I remember fondly when Spawn came out, it was not what I had expected, but it also wasn’t considerably horrible. According to CrypticRock‘s article, “This Week In Horror Movie History – Spawn (1997)“:
This week in Horror movie history, back on August 1st of 1997, Fantasy Thriller Spawn hit theaters. Based on the supernatural Comic Book character created by Todd McFarlane, the film’s script was drafted by Alan B. McElroy (Halloween 4: The Return of Michael Myers 1988, Wrong Turn 2003). Directed by Mark A.Z. Dippe in his most high-profile directorial gig, it was was produced by Clint Goldman in also his most high-profile producing gig, and had high exceptions. Adding to the buzz, it featured a cast that included Martin Sheen (Apocalypse Now 1979, The West Wing series) and John Leguizamo (Die Hard 2 1990, Ice Age series). Despite these heavy-hitters, the New Line Cinema distributed Spawnwas thrashed with negative reviews. Still, it doubled its production budget at the box office and all these years later is considered a cult classic.
The story begins with Special Forces agent and Black Ops soldier, Al Simmons (Michael Jai White: Universal Soldier 1992, The Dark Knight 2008) who has been double-crossed and murdered. After making a deal with the devil, he must exact revenge on the perpetrators and save his surviving family: his widow Wanda (Theresa Randle: Bad Boys series, Space Jam 1996) and daughter Cyan (Sydni Beaudoin: 13 Going on 30 2004). Martin Sheen co-stars as Simmons’ boss, Jason Wynn, and John Leguizamo as the evil clown/Violator.
When Spawn, the Comic, came out in 1992, Columbia Pictures came calling, but creator Todd McFarlane pulled the plug when creative differences arose. The New Line head honcho, Michael DeLuca, an avid Comic collector, showed interest, so McFarlane sold the rights for one dollar with the stipulation that he be allowed carte blanche creatively as well as retaining merchandise rights. However, the studio had eyes for a PG-13 rating, a factor that perhaps hampered the film’s success.

-=-=-=-=-

**EXERCISE PROMPT:**
Resume the piece on the 1997 film Spawn after its last sentence, adding a few paragraphs in the same voice.

**RECORDED INFORMATION:**

-=-=-=-=-

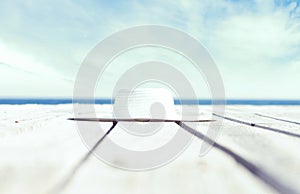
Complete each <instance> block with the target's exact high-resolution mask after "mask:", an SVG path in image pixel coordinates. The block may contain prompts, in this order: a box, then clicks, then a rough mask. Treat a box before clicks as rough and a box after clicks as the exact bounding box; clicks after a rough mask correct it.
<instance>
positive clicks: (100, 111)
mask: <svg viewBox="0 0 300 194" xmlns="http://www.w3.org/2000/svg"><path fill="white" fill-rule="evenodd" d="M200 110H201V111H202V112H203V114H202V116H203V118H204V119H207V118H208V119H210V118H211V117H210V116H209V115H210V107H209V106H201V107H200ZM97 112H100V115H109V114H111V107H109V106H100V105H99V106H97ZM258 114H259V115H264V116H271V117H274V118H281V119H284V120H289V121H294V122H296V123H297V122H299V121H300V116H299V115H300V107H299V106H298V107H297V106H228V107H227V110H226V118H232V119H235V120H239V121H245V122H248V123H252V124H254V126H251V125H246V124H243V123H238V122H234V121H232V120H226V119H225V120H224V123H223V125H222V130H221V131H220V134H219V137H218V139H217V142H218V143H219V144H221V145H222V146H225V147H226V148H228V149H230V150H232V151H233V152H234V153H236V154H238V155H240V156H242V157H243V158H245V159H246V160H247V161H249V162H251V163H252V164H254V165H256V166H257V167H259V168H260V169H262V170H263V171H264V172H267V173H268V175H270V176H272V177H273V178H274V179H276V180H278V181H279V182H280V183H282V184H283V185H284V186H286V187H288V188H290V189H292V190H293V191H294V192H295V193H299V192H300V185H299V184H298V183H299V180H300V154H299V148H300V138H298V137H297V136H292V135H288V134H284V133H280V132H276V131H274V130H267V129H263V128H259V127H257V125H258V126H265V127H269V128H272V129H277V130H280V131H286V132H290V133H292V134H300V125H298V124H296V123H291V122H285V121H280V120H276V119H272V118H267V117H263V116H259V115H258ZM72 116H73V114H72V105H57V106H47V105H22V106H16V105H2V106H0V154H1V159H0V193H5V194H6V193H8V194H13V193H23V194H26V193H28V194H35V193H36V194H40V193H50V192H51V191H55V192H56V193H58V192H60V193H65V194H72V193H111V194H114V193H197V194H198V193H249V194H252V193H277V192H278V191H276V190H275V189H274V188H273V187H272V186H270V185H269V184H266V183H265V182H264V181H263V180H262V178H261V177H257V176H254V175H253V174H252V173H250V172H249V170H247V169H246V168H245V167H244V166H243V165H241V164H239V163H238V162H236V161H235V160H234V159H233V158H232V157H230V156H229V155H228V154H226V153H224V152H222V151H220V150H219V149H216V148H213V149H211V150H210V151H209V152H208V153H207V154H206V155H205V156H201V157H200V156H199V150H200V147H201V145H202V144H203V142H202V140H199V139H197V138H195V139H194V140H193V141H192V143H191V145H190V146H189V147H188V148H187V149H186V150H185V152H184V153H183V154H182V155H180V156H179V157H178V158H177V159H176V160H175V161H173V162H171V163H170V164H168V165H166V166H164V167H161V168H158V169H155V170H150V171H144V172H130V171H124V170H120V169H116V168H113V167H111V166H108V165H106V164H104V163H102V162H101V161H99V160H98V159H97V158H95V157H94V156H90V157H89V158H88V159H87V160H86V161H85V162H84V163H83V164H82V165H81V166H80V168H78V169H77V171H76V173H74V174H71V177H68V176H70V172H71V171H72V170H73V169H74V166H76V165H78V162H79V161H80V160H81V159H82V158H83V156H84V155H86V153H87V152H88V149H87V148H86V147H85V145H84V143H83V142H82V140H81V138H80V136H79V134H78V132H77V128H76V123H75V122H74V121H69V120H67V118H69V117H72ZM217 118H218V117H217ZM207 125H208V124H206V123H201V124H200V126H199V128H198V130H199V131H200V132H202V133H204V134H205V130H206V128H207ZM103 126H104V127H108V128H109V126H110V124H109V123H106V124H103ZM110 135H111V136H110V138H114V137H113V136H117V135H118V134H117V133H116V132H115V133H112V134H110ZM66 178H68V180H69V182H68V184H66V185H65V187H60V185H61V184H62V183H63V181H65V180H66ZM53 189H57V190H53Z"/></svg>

-=-=-=-=-

**EXPECTED ANSWER:**
With a modest estimated budget of $20 million, production was only given exactly three months from August 13th, 1996 to November 13th. Most of that time was spent on digital effects that went from seventy to over 400 done by Industrial Light & Magic, and doubled the budget. These sequences consisted of the Hell world and Spawn’s transformations. Interestingly enough, these effects were reportedly turned in two weeks before release. Aside from the CG Hell world, the rest of the sets were shot in NYC and Hollywood Studios. Adding to the overall darkness of the film, these sets had a gritty, lived-in, futuristic feel.
As far as the cast, from the start, White took to playing Spawn as he saw Spawn as a tragedy as the character plays out. To that end, he plays him with rage and sadness with a bit of Comic Book overacting while Leguizamo was his usual manic self that he was in that stage in his career. Sheen, being one of the veterans on the production (the other being the late Nicol Williamson, who played another hellspawn, Cogliostro), played Wynn with much over the top bravado.
Like a Comic Book based film, upon Spawn’s theatrical release, there were obvious differences between the movie and the Comic that audiences did not like. For instance, Simmon’s friend, Terry Fitzgerald is black as opposed to D.B. Sweeney (The Cutting Edge 1992, Taken 2 2012), who is white, plays Fitzgerald in the movie. The said reasoning behind this was the studio did not want to pigeonhole the movie to a certain demographic. Another difference was that Cyan is Fitzgerald’s daughter in the Comic as opposed to being Simmon’s daughter in the movie, which changes the emotional pull of the movie. Wanda’s and Simmon’s relationship changes from Comic to film too, in that they go from being married to being betrothed. Also, Simmons’ murderer was changed from Chapel, a character in the Youngblood Comic, to Jessica Priest, a character created for the film, played by Melinda Clarke (Return of the Living Dead 3 1993, Return to Two Moon Junction 1995) in the movie. In the film, Simmons worked for an agency called A6 as opposed to the CIA in the Comics, but most disturbing to audiences was Spawn’s powers were changed from Comic to movie.
When it was all said and done, Spawn bowed out earning approximately $87.8 million worldwide with most negative reviews from critics. Rotten Tomatoes and Internet Movie Database, both movie rating sites, has given the movie a 19% “Fresh” rating and a much more forgiving 5.2/10 respectively while becoming a merchandising bonanza with new comics still in print, action figures, clothes, and decorations that sell today.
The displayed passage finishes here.